SEITENAUSZUG
# Aufgabe zu subnet Adressen



## nikva (17. Nov 2020)

Hallo,
Ich sitze grade an einer Aufgabe, in der ich subnet Adressen identifizieren soll.
Subnet B habe ich über die IP1 und die binary-end-operation mit der Maske ausgerechnet(.248)
Subnet C habe ich auf die selbe weiße berechnet und komme auf .128
Genau wie bei Subnet D wo ich auf .64 komme

Jetzt wo ich subnet F und subnet g sowie die maske von subnet g berechnen will fehlt mir jedoch der Weg, wie ich darauf komme.
Vielleicht kann mir ja einer einen Tipp für den Weg wie ich darauf komme geben


https://imgur.com/mHWl7dR


----------



## Meniskusschaden (18. Nov 2020)

nikva hat gesagt.:


> Jetzt wo ich subnet F und subnet g sowie die maske von subnet g berechnen will fehlt mir jedoch der Weg, wie ich darauf komme.
> Vielleicht kann mir ja einer einen Tipp für den Weg wie ich darauf komme geben


Ich glaube der Trick ist es, die Subnetze F und G nicht direkt zu berechnen, sondern so zu wählen, dass sie zu den Nummern passen und überlappungsfrei zu den anderen Subnetzen sind. Ich bekomme für F auf diese Weise eine eindeutige Lösung heraus für G würde es mehrere Möglichkeiten geben. Kann aber sein, dass ich da noch etwas übersehen habe. Oder der originale Wortlaut der Aufgabenstellung gibt noch etwas mehr her.


----------



## nikva (18. Nov 2020)

Der Wortlaut ist folgender:
Consider the network configuration in the Appendix 1.
Question 1: Calculate the following subnet addresses and subnet masks with the following assumption: Subnet_G contains a maximum of eight stations.

Man hat immer 3 zur Auswahl und ich habe es jetzt bei den nicht eindeutigen so belegt, dass es zumindest aufgeht.
Meine Lösung:
.248 für subnet b
.128 für subnet C
.64 für subnet D
.192 für subnet F
.224 für subnet G
.240 für die maske von subnet G


----------



## Meniskusschaden (18. Nov 2020)

Durch die Aufgabenstellung wird es meines Erachtens eindeutig. In deiner Aufstellung fehlen die Subnetze A, E und H. Vielleicht hast du deshalb noch Mehrdeutigkeiten. Bei G habe ich 240 nicht als Maske sondern als Subnetz. Für die Maske komme ich auf 248.

DATENEINTRÄGE
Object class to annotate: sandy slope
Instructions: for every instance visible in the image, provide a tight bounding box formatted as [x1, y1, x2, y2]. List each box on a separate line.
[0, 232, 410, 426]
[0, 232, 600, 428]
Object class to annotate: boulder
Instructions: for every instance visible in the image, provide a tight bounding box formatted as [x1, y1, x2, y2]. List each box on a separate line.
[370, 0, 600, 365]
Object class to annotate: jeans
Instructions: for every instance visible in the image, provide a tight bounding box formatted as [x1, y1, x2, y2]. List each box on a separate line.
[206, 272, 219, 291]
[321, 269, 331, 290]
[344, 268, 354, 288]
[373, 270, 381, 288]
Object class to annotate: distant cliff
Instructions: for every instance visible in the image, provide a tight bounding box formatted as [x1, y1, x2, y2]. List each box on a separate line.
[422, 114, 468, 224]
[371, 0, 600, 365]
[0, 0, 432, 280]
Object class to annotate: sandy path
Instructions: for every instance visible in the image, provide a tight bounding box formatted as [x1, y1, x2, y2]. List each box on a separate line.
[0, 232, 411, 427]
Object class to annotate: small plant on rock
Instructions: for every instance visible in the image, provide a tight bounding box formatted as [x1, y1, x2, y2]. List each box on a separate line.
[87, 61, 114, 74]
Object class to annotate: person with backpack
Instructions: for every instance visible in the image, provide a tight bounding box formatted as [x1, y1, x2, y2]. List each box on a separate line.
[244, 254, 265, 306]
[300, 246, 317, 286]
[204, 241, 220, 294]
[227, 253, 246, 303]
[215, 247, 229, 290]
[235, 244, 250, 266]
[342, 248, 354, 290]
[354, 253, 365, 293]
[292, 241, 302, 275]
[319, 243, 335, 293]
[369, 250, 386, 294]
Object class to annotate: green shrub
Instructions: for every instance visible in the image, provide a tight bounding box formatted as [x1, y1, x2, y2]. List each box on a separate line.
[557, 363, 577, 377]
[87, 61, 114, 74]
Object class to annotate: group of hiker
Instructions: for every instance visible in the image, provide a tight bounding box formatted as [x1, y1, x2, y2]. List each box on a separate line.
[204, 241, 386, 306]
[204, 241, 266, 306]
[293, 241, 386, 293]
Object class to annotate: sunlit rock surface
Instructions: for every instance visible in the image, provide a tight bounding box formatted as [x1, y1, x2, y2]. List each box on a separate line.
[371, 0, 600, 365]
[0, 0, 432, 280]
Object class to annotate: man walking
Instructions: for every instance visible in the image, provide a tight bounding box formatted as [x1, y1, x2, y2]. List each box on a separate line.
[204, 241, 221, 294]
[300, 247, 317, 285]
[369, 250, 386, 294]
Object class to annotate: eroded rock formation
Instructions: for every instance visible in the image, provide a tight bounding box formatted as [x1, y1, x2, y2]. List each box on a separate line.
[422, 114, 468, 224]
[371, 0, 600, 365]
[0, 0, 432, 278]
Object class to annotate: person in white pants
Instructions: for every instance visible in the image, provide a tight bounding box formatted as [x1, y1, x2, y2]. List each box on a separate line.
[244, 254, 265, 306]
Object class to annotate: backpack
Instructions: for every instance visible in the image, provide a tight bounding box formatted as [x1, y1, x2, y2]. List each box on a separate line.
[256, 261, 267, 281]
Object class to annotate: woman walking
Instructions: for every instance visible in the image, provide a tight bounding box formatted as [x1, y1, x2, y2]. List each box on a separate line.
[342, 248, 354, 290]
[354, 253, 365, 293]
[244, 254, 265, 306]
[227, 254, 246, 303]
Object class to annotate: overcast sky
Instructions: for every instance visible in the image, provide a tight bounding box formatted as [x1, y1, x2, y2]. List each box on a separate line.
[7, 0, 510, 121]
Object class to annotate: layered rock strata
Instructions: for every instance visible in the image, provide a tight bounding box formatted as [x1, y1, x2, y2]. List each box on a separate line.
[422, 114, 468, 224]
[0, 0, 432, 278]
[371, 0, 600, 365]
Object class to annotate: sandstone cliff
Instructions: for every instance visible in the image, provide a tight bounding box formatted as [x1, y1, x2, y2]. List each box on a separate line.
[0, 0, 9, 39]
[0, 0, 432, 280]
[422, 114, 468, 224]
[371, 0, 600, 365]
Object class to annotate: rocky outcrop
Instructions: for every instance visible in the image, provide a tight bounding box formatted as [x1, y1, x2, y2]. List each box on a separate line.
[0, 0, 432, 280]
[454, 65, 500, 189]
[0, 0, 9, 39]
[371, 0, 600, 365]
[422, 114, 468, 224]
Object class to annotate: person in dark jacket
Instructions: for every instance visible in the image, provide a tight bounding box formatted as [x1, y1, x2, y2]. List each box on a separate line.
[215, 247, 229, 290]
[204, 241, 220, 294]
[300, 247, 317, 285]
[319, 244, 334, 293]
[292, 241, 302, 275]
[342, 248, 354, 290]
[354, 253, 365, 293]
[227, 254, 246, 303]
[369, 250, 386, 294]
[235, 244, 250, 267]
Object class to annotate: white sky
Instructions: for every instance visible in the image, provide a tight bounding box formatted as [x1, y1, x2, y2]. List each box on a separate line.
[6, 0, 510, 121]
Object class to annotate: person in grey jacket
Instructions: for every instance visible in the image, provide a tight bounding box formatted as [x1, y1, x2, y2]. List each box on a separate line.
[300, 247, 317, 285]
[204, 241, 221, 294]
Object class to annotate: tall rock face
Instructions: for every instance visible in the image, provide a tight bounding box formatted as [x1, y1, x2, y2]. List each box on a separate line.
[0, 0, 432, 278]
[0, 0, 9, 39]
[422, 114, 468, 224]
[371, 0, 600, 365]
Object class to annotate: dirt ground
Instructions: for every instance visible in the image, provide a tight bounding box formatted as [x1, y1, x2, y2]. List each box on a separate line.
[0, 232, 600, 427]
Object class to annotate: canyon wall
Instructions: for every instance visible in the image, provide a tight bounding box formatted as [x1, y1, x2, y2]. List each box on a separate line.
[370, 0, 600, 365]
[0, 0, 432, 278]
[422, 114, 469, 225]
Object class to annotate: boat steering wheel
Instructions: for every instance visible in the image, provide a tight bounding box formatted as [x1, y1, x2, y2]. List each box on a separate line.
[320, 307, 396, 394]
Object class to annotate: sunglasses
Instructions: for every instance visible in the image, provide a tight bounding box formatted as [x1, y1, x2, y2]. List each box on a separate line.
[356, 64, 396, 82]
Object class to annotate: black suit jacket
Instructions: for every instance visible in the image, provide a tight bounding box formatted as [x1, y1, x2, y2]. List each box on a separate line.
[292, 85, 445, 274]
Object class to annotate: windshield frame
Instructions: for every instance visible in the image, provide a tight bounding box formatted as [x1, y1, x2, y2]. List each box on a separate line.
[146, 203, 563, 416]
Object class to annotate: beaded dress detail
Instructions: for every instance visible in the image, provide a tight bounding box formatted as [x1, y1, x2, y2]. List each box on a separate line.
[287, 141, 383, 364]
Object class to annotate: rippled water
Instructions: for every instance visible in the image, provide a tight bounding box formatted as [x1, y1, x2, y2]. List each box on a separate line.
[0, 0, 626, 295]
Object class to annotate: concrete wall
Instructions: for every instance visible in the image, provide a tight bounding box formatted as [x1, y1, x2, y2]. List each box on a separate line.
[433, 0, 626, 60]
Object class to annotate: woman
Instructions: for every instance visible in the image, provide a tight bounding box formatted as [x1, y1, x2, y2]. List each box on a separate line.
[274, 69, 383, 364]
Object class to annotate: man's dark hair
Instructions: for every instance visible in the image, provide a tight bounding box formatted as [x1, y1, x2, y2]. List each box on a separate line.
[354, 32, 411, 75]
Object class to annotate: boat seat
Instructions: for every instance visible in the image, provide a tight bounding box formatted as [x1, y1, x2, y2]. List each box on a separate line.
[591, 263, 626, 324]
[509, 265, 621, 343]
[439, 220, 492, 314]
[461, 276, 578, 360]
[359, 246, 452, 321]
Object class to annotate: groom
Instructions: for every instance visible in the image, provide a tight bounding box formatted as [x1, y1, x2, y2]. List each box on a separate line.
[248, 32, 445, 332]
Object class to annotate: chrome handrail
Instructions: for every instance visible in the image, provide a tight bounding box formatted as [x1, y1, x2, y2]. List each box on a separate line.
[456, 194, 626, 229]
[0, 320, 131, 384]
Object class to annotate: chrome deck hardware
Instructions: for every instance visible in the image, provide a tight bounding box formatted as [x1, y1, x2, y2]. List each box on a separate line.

--

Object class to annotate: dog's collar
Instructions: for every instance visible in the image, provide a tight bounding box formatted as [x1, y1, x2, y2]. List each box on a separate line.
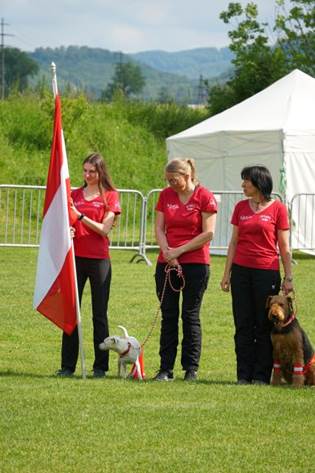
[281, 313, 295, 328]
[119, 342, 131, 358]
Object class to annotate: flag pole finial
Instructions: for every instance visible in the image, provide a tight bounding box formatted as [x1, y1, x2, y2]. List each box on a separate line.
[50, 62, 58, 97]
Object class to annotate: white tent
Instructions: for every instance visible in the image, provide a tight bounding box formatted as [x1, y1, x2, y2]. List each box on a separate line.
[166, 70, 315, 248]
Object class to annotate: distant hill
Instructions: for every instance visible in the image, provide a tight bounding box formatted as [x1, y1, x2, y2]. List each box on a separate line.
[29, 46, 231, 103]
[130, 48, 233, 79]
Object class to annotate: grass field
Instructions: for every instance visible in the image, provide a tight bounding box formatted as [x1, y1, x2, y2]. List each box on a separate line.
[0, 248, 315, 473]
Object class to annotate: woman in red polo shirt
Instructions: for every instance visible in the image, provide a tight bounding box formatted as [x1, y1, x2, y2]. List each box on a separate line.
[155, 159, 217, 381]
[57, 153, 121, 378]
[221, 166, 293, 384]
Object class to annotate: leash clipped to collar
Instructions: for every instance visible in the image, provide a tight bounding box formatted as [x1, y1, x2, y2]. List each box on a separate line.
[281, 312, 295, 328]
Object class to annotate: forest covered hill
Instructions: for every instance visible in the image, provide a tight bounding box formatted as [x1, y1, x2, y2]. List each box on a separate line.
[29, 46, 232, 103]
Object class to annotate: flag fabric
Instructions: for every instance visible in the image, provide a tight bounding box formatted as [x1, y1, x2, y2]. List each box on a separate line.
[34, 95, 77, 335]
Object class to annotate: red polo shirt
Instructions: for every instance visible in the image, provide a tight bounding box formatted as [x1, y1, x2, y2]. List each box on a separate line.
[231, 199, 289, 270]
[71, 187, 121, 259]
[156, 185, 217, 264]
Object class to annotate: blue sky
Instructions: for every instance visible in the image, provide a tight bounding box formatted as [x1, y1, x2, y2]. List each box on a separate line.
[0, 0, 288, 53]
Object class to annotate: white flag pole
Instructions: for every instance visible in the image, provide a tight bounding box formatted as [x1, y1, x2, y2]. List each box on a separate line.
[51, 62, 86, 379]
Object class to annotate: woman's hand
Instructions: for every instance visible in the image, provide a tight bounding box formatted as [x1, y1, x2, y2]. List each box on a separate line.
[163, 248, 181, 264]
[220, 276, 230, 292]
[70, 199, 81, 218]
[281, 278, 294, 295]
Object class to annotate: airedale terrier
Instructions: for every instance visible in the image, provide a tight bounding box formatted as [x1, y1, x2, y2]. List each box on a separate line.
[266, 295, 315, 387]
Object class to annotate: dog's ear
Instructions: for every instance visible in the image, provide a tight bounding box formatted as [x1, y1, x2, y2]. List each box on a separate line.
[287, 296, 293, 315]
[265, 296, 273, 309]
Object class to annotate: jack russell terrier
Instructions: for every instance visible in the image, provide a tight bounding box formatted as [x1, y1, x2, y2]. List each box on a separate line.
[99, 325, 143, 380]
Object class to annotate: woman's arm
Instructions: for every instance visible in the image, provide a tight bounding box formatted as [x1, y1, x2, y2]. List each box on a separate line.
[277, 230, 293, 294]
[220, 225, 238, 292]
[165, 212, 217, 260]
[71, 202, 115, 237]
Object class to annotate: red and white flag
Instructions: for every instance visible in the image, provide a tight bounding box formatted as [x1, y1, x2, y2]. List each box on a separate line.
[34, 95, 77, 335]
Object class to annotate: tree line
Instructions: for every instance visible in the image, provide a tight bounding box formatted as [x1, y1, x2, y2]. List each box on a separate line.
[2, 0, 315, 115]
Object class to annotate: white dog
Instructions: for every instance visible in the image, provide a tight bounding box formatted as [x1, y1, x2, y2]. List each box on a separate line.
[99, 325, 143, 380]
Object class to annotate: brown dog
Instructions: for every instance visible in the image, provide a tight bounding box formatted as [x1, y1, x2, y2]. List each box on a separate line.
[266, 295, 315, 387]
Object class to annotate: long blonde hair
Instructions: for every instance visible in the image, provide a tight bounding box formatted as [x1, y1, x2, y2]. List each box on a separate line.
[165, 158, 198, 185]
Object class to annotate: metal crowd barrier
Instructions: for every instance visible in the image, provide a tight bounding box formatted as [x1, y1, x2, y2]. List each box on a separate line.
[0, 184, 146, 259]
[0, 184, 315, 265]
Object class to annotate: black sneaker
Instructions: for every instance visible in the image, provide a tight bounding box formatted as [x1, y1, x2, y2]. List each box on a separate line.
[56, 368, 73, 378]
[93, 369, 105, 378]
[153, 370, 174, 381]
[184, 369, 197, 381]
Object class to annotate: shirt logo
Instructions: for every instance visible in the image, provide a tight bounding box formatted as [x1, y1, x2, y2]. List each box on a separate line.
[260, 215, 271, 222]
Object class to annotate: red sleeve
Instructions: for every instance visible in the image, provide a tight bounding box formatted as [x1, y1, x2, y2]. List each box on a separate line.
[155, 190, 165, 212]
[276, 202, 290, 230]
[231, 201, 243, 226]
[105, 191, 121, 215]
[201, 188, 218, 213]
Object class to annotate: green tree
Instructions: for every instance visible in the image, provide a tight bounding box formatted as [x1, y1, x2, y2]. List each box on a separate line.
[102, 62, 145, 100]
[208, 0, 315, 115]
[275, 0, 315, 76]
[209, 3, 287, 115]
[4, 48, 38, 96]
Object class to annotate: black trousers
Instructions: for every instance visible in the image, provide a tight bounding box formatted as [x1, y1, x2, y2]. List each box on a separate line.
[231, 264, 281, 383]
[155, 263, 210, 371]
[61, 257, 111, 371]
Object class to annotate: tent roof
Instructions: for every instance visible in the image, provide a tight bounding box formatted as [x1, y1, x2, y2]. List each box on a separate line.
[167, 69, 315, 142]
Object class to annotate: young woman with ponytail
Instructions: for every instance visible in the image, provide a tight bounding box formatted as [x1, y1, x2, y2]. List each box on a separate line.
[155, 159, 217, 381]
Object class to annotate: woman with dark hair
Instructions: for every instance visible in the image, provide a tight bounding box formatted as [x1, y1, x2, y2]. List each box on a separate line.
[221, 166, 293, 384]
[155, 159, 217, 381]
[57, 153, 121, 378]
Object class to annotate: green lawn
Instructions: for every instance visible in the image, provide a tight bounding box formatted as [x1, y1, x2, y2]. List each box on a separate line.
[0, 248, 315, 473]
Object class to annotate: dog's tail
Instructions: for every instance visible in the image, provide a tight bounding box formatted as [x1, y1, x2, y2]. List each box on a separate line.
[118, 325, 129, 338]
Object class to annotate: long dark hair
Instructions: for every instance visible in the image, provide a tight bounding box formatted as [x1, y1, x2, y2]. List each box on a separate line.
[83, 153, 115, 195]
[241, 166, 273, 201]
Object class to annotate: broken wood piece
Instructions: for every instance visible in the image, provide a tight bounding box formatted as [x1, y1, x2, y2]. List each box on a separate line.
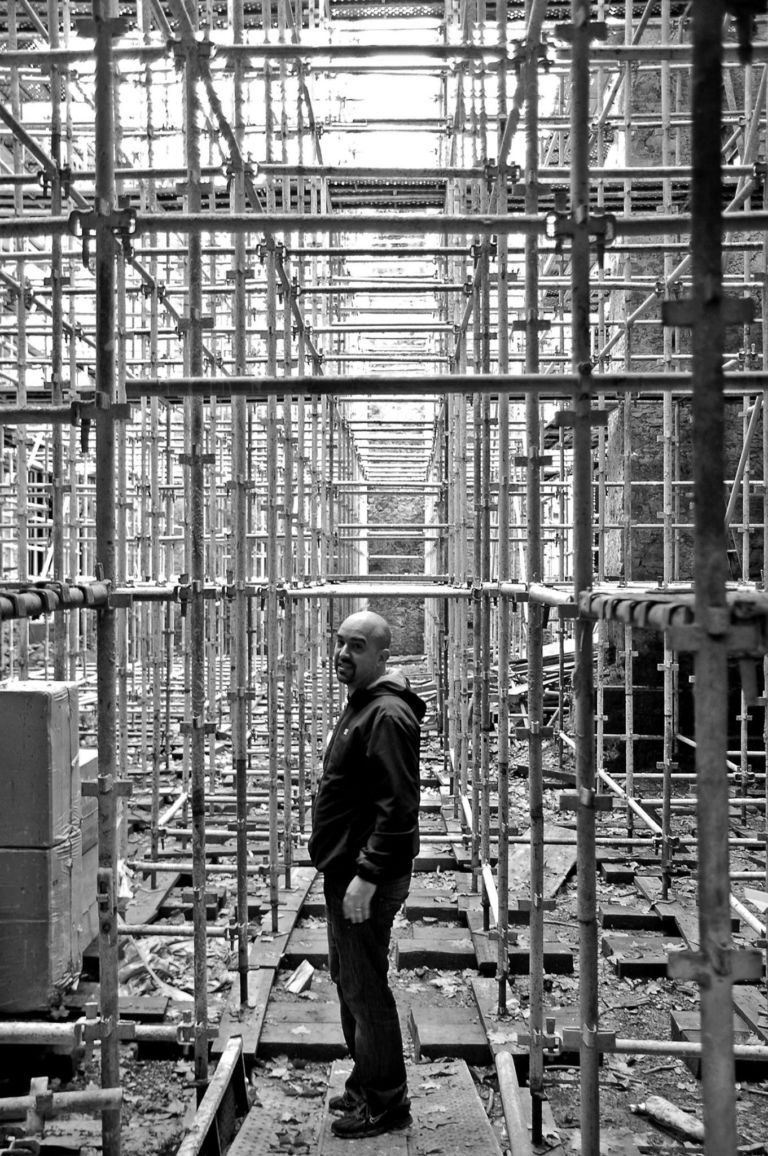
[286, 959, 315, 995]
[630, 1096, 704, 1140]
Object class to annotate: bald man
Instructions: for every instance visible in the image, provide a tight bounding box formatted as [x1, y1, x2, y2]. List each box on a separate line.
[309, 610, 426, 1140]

DEINE AUFGABE
Führe bitte den Forenthread über Subnetzadressen im Anschluss an seinen letzten Satz weiter. Die Einträge sind eigenständiges Material und gehören nicht zum Forenthread über Subnetzadressen.

ERGEBNIS DER AUFGABE
----------



## nikva (18. Nov 2020)

Die fehlen weil sie nicht teil der Aufgabe sind(hätte ich wohl direkt mitliefern sollen).
Bei G hat man 240 als subnet nicht zur auswahl deswegen fällt das weg


https://imgur.com/O84K1jV


----------



## nikva (18. Nov 2020)

Dachte erst, dass man das bestimmen kann und hielt die multiple choice deshalb nicht für relevant.


----------



## Meniskusschaden (18. Nov 2020)

nikva hat gesagt.:


> Die fehlen weil sie nicht teil der Aufgabe sind(hätte ich wohl direkt mitliefern sollen).


Ja, durch die vorgegebenen Auswahlmöglichkeiten fallen Mehrdeutigkeiten weg, die man sonst nur durch Betrachtung aller Subnetze inklusive A, E und H ausräumen könnte.



nikva hat gesagt.:


> Bei G hat man 240 als subnet nicht zur auswahl deswegen fällt das weg


Ich hatte das:


nikva hat gesagt.:


> Subnet_G contains a maximum of eight stations.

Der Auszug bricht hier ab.